If you don't have three-prong plugs, you may have a hot/neutral reversal, (possibly electrician time again), bad isolation capacitors in one of the power supplies (electrician won't likely fix that), or something else.

Either way, you should be using three-prong plugs with properly grounded outlets.

November 21st, 2014, 06:22 AM
I am using 3 Prong Plugs for the monitor and the machine.

Both are plugged into a grounded surge protector that goes into a properly grounded outlet and I did not plug the monitor into the PC...

Any other machine plugged into that same surge protector has no issues and I feel no electricity on the case(s). Even with just one machine plugged in to test (my 286) there were no issues...

Any info on the Hard Drive noises?

November 21st, 2014, 08:51 AM
Somewhere, your ground is not working, else you'd not have enough potential difference between the grounds to feel it. But, not only is the ground not working, there's also a ground fault, which is probably a line filter cap in one of the power supplies.

November 21st, 2014, 11:22 AM
I have plugged in a few other machines to the same surge protector and don't feel any current…just the 5160..

How would I check for ground faults?

November 21st, 2014, 12:55 PM
Firstly disconnect all the cables from the PC / Monitor (including power cables, CGA cable, Keyboard etc etc) and remove the cover from the 5160. Using a multimeter check the continuity between the ground pin on the 5160 power supply (the male 'center pin' that isn't parallel with any of the others) and the conductive case of the POWER SUPPLY. It should be something like 0 ohms or close to it (anything < 1ohm is fine).

Now check the continuity between the ground pin and somewhere else on the case that is conductive. One of the screws that holds in an expansion card should be fine. Also check the continuity from the ground pin to the CGA card support where you felt the shock. All should be nearly zero ohms (<1ohm is fine).

Now grab your unplugged surge protector and check the continuity from the earth pin that goes into the power point and the earth pin on the other side. Should be zero or close to it....

--

* _Requirement 1_: Collect every line of the entries below that contains the string "building".

* _A block of data_:
--

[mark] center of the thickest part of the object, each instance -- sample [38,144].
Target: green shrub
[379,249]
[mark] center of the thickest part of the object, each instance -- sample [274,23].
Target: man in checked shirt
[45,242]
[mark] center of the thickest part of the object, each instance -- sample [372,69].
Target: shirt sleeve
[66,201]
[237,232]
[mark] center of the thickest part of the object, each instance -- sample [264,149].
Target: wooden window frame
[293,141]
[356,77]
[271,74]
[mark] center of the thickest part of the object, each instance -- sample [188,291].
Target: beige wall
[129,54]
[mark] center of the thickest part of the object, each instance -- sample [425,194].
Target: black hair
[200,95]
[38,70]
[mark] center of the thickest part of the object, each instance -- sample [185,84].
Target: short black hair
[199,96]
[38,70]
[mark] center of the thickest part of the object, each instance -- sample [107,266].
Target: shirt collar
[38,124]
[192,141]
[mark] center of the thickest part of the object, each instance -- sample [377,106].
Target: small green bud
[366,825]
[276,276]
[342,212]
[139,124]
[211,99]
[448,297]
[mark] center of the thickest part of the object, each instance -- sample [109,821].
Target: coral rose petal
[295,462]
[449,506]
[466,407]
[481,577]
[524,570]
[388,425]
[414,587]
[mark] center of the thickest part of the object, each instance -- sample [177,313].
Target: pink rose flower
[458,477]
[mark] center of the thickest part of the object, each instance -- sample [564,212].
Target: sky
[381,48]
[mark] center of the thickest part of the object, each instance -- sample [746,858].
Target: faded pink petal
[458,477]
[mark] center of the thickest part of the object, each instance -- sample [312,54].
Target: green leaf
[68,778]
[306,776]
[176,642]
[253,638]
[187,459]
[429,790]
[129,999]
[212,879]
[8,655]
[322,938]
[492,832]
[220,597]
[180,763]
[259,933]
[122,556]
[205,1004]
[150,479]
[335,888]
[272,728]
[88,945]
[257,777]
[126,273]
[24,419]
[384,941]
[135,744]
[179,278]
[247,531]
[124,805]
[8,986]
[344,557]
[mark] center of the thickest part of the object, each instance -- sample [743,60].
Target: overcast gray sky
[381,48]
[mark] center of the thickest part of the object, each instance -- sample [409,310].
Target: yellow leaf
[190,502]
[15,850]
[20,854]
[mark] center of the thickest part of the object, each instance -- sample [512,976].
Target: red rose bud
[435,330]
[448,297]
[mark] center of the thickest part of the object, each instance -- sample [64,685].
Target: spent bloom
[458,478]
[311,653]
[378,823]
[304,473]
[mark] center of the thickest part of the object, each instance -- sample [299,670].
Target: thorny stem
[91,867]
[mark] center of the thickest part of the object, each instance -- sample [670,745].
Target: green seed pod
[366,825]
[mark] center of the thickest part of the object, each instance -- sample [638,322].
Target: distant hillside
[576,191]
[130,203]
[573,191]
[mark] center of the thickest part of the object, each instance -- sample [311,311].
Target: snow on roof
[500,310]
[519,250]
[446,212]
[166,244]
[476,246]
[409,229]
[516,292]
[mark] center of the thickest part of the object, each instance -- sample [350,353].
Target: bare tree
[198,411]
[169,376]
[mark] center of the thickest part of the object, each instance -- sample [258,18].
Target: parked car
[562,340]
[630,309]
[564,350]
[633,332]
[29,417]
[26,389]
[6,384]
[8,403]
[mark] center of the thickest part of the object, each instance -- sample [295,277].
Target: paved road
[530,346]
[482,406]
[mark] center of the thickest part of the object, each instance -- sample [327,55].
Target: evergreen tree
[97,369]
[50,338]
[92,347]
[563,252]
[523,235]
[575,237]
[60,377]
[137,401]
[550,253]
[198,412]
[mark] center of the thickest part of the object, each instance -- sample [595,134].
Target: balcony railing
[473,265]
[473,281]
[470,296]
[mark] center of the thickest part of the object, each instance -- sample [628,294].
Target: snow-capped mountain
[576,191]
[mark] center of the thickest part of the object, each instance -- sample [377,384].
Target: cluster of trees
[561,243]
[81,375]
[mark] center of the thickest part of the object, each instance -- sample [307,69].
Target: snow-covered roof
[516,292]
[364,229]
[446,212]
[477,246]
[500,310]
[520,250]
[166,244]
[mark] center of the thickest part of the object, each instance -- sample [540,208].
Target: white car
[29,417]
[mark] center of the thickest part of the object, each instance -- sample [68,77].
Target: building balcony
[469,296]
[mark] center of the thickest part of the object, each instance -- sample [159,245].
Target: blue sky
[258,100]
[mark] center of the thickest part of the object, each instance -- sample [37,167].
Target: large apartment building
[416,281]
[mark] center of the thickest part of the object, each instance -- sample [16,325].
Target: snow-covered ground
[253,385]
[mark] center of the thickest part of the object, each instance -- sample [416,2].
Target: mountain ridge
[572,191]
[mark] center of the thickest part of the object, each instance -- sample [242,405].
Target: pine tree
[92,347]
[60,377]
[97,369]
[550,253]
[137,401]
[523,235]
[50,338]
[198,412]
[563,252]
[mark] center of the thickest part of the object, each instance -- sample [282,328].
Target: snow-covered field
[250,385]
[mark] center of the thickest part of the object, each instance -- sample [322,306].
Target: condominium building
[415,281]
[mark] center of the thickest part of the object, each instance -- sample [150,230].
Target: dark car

--

* _Requirement 2_: Revise the grounding discussion above between "Any info on" and "for ground faults?", inclusive, and give that passage again with "surge protector" replaced by "power strip".

* _Answer 1_:
Target: building balcony
Target: large apartment building
Target: condominium building

* _Answer 2_:
Any info on the Hard Drive noises?

November 21st, 2014, 08:51 AM
Somewhere, your ground is not working, else you'd not have enough potential difference between the grounds to feel it. But, not only is the ground not working, there's also a ground fault, which is probably a line filter cap in one of the power supplies.

November 21st, 2014, 11:22 AM
I have plugged in a few other machines to the same power strip and don't feel any current…just the 5160..

How would I check for ground faults?